Pull out the lines from the one containing "TARGET = calm water surface" through the final line of the listing below and repeat them exactly. Leave the pictures behind.

######

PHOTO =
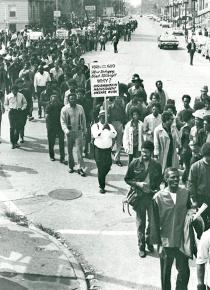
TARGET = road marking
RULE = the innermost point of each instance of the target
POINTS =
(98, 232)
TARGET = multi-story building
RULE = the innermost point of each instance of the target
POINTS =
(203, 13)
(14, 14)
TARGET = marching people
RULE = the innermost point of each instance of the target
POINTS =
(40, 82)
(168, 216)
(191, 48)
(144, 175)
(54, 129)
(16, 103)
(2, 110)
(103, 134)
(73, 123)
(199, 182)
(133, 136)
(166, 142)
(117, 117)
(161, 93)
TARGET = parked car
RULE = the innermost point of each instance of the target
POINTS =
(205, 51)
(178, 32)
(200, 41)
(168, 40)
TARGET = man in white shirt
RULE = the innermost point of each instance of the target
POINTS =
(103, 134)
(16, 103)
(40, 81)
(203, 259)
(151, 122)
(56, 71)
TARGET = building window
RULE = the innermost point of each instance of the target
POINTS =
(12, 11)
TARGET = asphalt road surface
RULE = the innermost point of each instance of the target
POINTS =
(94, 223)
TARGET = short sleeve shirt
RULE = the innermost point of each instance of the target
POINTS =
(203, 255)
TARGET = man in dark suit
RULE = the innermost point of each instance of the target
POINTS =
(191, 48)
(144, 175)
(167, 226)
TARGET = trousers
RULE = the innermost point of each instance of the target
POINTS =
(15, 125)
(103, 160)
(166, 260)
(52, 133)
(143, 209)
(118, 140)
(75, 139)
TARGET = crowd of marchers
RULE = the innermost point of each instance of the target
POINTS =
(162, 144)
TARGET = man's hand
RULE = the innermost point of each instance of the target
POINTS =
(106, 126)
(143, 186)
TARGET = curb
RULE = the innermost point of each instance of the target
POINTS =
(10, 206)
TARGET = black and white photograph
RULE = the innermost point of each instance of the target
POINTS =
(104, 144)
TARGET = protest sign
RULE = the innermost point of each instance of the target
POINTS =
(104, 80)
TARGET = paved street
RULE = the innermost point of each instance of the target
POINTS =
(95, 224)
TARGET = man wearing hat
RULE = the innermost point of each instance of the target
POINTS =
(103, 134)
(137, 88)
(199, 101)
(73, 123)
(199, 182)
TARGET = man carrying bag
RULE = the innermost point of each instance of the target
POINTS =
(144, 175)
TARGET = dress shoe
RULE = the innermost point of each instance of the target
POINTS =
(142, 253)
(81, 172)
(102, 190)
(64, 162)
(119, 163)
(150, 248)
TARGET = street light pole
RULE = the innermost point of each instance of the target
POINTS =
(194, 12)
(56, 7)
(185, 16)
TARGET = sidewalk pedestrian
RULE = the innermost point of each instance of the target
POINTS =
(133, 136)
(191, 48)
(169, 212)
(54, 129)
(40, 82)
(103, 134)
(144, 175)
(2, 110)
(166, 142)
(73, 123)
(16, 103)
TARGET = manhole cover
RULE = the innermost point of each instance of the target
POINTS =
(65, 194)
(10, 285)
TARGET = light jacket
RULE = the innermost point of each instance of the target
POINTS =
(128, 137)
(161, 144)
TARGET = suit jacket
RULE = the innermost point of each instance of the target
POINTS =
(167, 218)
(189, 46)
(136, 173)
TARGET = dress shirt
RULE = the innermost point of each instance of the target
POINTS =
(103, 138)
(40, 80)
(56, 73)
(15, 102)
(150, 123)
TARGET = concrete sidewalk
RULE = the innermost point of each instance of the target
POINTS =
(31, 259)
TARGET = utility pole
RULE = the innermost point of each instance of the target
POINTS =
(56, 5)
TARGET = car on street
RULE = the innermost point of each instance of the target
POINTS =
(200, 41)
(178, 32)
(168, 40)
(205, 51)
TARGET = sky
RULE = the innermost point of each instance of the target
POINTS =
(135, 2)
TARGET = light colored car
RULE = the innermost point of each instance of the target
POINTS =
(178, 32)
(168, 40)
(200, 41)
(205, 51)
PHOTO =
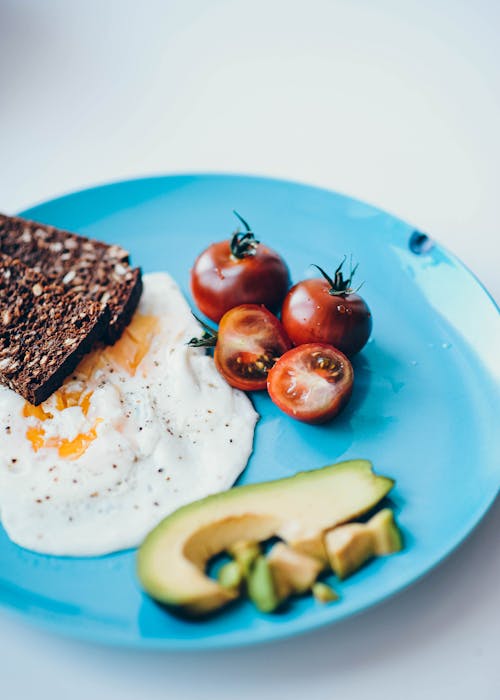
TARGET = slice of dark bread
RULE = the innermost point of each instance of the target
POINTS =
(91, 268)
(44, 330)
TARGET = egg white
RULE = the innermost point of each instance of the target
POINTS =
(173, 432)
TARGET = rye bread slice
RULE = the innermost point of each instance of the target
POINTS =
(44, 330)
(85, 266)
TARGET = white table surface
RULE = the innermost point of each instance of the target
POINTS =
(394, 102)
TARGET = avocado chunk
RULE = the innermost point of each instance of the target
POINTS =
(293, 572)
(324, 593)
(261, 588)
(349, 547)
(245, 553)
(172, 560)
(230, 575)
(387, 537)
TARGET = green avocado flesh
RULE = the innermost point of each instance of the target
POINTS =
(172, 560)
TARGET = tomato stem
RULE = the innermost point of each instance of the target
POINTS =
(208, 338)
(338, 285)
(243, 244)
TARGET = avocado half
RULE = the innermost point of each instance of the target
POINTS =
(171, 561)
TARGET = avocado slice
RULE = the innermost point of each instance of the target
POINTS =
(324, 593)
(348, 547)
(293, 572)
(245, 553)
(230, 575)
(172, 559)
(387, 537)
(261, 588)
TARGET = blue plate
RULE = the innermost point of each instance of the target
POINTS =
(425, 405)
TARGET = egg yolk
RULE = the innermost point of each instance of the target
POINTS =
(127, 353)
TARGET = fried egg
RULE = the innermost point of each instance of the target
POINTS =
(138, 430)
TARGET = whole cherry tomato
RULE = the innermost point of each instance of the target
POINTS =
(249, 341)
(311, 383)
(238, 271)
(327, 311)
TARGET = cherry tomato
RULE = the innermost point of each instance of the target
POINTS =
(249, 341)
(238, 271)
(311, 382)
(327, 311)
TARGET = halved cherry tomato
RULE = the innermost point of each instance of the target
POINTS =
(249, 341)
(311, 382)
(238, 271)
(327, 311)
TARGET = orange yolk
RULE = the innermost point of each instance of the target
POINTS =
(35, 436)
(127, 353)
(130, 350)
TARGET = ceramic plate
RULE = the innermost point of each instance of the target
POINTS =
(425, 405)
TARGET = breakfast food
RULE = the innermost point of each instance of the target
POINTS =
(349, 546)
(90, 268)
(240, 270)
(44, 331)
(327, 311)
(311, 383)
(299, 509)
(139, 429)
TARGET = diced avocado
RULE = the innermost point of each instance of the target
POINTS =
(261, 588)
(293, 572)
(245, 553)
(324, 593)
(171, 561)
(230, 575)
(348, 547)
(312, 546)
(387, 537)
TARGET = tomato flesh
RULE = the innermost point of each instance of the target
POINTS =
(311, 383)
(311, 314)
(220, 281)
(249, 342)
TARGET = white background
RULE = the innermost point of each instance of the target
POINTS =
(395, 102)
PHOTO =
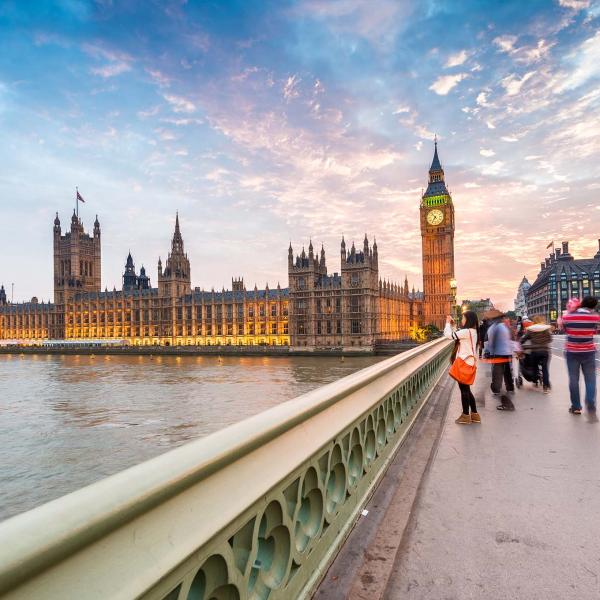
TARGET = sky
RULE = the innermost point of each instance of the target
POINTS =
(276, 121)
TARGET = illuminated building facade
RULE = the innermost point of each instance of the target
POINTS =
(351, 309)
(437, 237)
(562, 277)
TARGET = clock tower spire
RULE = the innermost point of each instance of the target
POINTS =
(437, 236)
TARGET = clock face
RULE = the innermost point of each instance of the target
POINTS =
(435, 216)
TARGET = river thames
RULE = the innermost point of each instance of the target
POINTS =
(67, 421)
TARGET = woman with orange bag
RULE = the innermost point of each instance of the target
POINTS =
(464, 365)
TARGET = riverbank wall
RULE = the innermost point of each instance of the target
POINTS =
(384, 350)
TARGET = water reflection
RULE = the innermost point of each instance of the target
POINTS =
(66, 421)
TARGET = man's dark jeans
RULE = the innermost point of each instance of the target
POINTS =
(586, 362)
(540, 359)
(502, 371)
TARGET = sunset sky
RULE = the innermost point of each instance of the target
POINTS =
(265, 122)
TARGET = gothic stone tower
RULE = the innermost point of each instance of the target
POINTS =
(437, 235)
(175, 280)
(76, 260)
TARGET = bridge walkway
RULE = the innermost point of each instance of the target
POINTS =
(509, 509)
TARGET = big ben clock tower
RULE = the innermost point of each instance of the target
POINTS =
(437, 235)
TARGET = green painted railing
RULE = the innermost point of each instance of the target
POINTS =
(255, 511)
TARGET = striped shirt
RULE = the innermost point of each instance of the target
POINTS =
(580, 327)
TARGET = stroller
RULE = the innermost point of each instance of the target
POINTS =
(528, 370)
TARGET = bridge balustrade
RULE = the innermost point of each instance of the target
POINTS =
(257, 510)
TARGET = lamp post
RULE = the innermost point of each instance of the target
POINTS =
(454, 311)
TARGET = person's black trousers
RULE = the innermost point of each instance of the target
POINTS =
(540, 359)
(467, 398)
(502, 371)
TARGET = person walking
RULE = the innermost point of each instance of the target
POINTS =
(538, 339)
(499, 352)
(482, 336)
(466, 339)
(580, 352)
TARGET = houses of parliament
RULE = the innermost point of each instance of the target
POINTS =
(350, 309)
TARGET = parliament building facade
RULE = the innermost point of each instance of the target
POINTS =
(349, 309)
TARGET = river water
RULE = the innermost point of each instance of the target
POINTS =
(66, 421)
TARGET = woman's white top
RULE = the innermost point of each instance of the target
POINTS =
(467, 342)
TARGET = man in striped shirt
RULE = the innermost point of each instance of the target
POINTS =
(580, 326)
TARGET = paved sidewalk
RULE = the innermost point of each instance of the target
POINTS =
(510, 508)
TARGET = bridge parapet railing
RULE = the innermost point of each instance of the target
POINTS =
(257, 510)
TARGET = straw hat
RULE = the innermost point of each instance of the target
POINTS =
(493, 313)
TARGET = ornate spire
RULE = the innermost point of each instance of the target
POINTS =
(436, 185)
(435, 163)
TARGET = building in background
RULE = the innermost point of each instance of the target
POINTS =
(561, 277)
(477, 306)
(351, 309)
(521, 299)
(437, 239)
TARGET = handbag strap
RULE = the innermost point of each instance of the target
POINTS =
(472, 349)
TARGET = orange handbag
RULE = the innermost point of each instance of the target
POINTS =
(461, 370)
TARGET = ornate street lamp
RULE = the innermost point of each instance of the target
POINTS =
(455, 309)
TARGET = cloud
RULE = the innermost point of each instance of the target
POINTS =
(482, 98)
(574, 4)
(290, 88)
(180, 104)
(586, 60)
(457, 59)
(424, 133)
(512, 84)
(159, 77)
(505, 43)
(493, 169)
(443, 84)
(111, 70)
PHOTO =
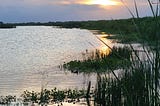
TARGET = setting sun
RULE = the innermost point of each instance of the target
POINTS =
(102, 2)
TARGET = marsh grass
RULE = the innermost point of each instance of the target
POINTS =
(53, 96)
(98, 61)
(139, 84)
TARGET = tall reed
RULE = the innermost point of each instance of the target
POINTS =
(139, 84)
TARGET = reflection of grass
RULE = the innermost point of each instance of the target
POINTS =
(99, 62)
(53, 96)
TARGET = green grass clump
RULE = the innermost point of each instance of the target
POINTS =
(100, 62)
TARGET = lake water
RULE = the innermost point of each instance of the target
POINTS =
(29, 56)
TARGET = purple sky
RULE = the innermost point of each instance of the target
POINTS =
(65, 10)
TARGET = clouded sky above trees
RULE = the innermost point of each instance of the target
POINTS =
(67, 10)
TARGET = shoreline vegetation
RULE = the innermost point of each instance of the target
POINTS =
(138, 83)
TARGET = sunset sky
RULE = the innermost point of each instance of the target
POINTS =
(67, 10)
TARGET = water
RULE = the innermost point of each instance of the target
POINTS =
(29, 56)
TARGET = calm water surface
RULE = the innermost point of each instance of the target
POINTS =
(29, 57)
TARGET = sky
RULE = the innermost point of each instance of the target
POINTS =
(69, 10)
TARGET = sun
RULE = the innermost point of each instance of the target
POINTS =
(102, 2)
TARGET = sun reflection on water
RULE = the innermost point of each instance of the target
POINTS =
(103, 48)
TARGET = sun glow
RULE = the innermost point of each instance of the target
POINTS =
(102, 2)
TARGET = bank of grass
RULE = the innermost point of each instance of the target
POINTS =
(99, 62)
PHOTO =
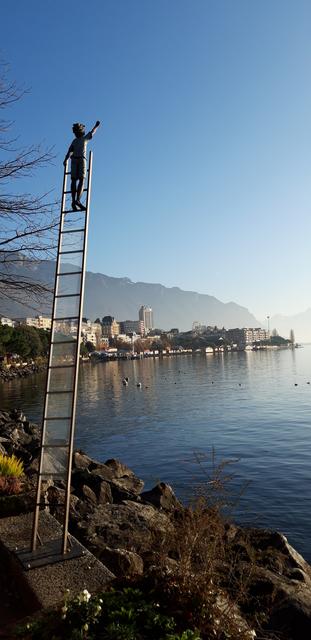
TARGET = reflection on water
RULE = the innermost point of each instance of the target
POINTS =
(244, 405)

######

* **COMPLETE ANSWER**
TARGET = calm water surface
RULE = the innermost point of each instance of the target
POINTS =
(29, 57)
TARGET = sky
RULE = the innermost point of each instance of the target
POINTS =
(69, 10)
TARGET = sun
RULE = the innermost point of each instance of the target
POINTS =
(102, 2)
TARGET = sun reflection on water
RULE = the innermost point of each instance of the target
POINTS =
(103, 48)
TARGET = sun glow
RULE = the innermost point of each instance of the target
POINTS =
(102, 2)
TARGET = bank of grass
RULE = the innermost point of each instance of the target
POINTS =
(99, 62)
PHOTO =
TARGET = reflection on water
RULE = the innermost point of each instance of the target
POINTS =
(244, 405)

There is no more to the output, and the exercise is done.